Birgit Kelle spricht sich für Frauenförderung aus, statt für Gender-Mainstreaming (S. 169f). Sie beklagt sich über im Straßenpflaster abgebrochene Stöckelschuhe. Und sie spricht sich dafür aus, dass die biologische Unterscheidung von Geschlechtern danach getroffen werden sollte, wer eine Gebärmutter hat – und nicht entlang männlicher Zentrierung auf Hoden und Penis.
Dieser Position entgegen stünden aktuelle Programme, die unter der Überschrift Gender-Mainstreaming laufen. Ihr Hauptaugenmerk liegt dabei auf evangelischer und katholischer Kirche. Während erstere nach der Revision familienpolitischer Positionen aus Ihrer Sicht offenbar die Speerspitze der Gender-Bewegung bilde, hält sie auch für die katholische fest: „Doch auch in der katholischen Kirche ist man bemüht, den Anschluss an die gendersensible Welt nicht ganz zu verlieren.“ (S. 139) Hingegen scheint Kelle nur einen Biologen zu kennen, der sich zudem auch für „Geschlechtervielfalt“ ausspreche. Auch hier zeige sich Gender. Aber wie kann sie diese Aussage auf Basis eines Biologen und zudem nur auf einem Interview von ihm, dass er einer christlichen Zeitschrift gab, festmachen? Die aktuelle Ausgabe der biologischen Fachzeitschrift „Nature“ bietet Frau Kelle nun zumindest einen guten Überblick über aktuelle biologische Theorie (Nature, Nr. 518; Beitrag „Sex redefined“ von Claire Ainsworth). (Der Beitrag wurde von der Zeitschrift „Spektrum“ in deutsche Sprache übersetzt und ist online zugänglich.)

§ §

Schreiben Sie den Ausgangstext zu Birgit Kelles Kritik am Gender-Mainstreaming im Anschluss an seinen letzten Satz weiter. Die nachstehenden Daten sind für die Bearbeitung nicht erforderlich.

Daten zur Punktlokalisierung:
§ §

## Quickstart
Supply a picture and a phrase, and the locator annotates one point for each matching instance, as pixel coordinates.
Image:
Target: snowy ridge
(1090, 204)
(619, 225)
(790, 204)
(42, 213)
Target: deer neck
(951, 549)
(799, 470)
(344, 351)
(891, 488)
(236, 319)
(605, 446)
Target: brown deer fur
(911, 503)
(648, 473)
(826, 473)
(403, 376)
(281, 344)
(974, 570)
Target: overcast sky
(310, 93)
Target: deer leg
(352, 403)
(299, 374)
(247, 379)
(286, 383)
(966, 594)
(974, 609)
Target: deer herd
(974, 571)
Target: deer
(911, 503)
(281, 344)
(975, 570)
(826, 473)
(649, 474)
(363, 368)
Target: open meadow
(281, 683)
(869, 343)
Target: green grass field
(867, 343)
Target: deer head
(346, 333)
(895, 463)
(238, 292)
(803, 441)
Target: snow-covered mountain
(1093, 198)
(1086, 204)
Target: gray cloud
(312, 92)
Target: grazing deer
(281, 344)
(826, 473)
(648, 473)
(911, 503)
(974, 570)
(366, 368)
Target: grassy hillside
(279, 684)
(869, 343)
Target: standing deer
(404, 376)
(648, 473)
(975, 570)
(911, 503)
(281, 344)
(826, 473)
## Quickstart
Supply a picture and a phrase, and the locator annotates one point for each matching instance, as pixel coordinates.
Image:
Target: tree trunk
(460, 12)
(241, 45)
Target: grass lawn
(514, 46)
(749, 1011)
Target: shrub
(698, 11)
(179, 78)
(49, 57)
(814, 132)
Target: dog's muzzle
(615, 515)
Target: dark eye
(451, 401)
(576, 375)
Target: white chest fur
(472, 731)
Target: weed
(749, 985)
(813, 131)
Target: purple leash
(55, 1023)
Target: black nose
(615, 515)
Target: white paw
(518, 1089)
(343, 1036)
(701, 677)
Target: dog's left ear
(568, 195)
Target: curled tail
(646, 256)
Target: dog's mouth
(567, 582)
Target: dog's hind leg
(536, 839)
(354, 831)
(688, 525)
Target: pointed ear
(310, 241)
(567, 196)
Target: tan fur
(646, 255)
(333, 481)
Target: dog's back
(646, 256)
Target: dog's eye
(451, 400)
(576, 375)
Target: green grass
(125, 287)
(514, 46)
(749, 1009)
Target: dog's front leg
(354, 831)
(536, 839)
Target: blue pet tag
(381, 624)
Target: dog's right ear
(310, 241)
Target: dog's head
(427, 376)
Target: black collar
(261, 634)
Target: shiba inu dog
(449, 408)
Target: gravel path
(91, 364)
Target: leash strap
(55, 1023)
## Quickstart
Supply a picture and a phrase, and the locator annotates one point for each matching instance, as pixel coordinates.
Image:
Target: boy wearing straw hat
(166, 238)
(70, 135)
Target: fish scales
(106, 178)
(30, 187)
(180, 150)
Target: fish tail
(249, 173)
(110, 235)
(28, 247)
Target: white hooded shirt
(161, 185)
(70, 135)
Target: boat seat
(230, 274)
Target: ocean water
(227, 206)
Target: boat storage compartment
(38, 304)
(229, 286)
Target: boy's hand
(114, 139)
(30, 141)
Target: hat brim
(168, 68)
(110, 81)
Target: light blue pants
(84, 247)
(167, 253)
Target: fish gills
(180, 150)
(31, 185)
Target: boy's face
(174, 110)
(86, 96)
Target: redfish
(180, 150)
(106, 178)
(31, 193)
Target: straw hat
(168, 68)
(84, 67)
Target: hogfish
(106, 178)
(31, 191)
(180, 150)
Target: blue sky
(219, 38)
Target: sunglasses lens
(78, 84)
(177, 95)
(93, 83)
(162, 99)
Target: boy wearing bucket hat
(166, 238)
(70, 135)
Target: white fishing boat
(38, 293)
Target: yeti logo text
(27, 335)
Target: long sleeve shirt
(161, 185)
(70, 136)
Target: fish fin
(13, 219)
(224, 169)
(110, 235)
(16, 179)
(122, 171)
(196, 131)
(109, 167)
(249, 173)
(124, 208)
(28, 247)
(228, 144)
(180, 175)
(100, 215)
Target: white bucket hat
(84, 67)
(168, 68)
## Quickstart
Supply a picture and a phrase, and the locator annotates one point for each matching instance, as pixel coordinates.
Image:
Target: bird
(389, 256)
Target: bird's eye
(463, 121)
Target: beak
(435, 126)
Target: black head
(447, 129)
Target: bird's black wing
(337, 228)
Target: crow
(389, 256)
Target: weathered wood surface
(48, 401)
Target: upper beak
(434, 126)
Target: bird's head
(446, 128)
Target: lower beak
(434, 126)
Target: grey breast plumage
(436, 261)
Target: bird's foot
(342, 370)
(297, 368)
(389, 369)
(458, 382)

§ §

* _Lösung_:
Es ist etwas ärgerlich, dass Frau Kelle ihre Argumentation entlang knapper Interviews und Blog-Beiträge aufbaut. Bücher tauchen als Quellen nur ganz vereinzelt auf, an wissenschaftlichen Fachartikeln mangelt es ebenso. Richtig problematisch sind hingegen die kurzen Positionierungen, in denen sie mutmaßt, was doch ‚die Griechen‘ denken würden und was ‚die Muslim_innen‘ aus Kelles Sicht denken müssten. Und hier vermisst man gleich jede Quellenangabe. Insofern als kleiner Tipp an Frau Kelle: „Muslim Girls: Wer wir sind, wie wir leben“, von Sineb El Masrar. Und auch als Hinweis: Der Migrationsrat Berlin-Brandenburg – die Dachorganisation von etwa 100 Organisationen – hat in einer Intensität queere und feministische Forderungen aufgenommen, dass Kelle hier einen noch größeren Vorreiter der Gender- und Queer-Theorien finden wird, als sie in der evangelischen Kirche sieht und als sie einigen lesbischen und schwulen Organisationen der Dominanzkultur zuschreibt.
Ansonsten: Wenn man Kelles Buch GenderGaga als kleinen populären Schmöker nimmt, das darin Geschriebene nicht allzu ernst und man annimmt, dass sie wahrscheinlich bisher wenig aus dem Haus gekommen ist, um mit Menschen zu sprechen, dann kann frau_man mit dem Büchlein eine unterhaltsame Stunde haben. (Ich hatte meine Brille vergessen, konnte das Buch aber erfreulicher Weise dennoch lesen, weil die Schrift schön groß ist!)